Segmentation data:
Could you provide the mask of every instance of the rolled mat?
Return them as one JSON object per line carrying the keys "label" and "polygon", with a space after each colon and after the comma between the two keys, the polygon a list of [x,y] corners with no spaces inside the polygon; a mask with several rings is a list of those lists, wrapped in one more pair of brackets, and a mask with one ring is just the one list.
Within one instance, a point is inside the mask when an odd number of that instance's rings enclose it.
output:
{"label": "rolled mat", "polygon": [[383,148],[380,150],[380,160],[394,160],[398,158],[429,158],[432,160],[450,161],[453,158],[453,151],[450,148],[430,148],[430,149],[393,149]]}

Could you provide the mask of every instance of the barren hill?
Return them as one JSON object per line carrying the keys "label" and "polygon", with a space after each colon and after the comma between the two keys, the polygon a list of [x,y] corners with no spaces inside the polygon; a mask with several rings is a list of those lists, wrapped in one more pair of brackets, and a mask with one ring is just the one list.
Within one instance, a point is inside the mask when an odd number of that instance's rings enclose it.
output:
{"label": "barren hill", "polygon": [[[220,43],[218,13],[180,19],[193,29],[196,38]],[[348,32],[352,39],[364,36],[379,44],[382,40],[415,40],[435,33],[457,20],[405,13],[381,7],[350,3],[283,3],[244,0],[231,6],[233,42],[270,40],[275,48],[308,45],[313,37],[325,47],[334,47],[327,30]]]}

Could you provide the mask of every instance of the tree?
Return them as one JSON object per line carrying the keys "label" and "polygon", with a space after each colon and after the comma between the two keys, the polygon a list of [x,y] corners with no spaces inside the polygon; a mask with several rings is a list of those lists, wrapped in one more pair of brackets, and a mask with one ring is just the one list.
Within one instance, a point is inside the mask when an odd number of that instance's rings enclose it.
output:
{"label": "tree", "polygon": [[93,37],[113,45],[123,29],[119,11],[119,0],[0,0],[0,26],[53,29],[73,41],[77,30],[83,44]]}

* * *

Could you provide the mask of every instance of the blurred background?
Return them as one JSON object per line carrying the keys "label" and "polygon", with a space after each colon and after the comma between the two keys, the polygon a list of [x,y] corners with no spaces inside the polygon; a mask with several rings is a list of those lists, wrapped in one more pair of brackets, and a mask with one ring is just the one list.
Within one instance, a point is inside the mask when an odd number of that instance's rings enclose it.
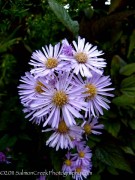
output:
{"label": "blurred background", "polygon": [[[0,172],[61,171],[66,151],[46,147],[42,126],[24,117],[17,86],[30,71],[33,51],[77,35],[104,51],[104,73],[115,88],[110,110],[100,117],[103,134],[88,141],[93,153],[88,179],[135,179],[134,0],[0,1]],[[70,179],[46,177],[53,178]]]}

...

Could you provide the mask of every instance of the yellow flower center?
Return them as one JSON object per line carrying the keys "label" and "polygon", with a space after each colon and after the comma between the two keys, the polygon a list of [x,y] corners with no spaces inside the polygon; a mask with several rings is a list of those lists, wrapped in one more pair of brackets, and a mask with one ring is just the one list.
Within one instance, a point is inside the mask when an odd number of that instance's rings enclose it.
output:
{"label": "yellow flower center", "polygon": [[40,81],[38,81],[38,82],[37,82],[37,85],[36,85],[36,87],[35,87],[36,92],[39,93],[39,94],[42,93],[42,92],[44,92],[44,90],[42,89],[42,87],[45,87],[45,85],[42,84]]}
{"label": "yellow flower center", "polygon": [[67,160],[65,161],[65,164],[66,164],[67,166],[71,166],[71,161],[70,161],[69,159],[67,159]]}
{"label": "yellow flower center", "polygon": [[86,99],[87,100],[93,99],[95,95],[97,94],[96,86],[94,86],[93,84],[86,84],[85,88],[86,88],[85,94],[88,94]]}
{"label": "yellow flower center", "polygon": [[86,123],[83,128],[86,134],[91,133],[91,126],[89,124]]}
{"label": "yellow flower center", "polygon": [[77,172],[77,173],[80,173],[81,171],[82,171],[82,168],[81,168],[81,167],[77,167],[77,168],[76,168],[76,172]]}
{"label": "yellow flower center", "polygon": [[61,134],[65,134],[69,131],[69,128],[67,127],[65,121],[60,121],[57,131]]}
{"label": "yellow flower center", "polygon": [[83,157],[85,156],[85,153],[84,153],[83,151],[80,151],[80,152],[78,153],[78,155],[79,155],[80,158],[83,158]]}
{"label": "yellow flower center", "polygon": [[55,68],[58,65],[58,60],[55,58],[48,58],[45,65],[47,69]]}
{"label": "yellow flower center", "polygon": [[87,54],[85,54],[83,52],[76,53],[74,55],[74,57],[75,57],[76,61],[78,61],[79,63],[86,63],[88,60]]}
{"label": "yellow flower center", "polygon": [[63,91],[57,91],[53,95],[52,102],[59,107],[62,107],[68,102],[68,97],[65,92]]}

**WHAT YOU ARE ASKED TO DO**
Locate each line in the segmentation data entries above that contains the string "tree", and copy those lines out in full.

**WRITTEN REPLY**
Could you provide the mask of every instance of the tree?
{"label": "tree", "polygon": [[93,37],[113,45],[123,29],[119,11],[119,0],[0,0],[0,26],[53,29],[73,41],[77,30],[83,44]]}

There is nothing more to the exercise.